- _WRITTEN EXERCISE_
Rewrite the items starting at the line containing "target | bare tree" and ending at the end of the items, with each coordinate in the answers multiplied by 0.75 and rounded to a whole number, halves rounding up. Leave the requests and their format samples unchanged.
--- start of DATASET ROWS ---
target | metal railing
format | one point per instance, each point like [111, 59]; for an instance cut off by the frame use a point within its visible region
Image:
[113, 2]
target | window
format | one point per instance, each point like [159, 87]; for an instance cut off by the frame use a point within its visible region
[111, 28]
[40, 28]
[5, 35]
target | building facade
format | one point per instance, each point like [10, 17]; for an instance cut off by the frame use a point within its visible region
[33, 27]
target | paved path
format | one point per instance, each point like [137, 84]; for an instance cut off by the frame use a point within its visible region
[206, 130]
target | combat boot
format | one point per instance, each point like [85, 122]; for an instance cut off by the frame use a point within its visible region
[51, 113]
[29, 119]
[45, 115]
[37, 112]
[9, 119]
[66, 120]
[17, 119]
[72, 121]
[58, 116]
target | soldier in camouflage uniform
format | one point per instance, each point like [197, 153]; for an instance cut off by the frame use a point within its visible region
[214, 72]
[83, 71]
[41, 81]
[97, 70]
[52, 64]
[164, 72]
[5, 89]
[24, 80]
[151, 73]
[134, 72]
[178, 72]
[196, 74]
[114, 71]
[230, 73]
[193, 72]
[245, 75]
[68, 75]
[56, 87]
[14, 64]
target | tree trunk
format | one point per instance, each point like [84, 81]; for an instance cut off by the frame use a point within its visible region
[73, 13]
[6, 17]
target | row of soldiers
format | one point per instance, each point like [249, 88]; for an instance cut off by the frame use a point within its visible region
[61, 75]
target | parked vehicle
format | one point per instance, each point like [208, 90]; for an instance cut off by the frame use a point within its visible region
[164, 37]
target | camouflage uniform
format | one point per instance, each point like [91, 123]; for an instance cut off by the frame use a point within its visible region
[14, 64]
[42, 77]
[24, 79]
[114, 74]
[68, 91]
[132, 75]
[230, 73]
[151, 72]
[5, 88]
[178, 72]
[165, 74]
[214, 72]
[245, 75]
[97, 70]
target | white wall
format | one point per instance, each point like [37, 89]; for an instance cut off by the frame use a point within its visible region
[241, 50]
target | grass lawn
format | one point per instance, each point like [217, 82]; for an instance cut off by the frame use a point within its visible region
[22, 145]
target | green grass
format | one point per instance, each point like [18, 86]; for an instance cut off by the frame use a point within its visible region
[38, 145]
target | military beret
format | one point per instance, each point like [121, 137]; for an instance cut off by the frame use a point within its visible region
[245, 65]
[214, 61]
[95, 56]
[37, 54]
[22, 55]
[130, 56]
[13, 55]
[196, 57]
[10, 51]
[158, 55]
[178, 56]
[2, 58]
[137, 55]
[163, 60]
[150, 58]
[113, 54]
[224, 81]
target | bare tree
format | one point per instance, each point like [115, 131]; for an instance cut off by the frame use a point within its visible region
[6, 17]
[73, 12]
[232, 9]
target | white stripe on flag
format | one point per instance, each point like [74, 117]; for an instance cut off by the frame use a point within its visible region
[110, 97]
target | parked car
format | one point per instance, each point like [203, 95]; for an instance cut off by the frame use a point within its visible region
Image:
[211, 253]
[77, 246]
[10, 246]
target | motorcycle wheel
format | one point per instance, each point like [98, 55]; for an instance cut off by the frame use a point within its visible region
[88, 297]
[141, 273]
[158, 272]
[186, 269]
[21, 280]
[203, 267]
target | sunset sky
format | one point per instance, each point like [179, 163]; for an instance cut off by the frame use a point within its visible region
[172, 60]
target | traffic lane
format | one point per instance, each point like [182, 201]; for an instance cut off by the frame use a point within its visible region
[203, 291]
--- end of DATASET ROWS ---
- _REPLY TO THE EXERCISE_
target | bare tree
format | one point per instance, each point like [115, 131]; for an instance cut off by the frame use a point within its visible region
[5, 13]
[55, 9]
[174, 7]
target | white stripe on flag
format | one point per instance, each point like [74, 117]; for an instance cut off by the frame use a point within its visible region
[83, 73]
target | parked car
format | one point per instance, each point like [203, 95]; for an instance cut off by the frame use a point within its visible region
Image:
[158, 190]
[58, 185]
[8, 185]
target | motorcycle wheel
format | one point per instance, each point like [98, 55]; for an instance cut off by the frame use a point within its visible region
[66, 223]
[106, 205]
[119, 204]
[140, 202]
[16, 210]
[152, 200]
target | sunset sky
format | one point per instance, each point like [179, 163]; for an instance cut off by the frame use a point within its visible region
[129, 45]
target | traffic lane
format | one point per instance, each point like [182, 201]; for an instance cut off by the frame use a point within its visible region
[152, 218]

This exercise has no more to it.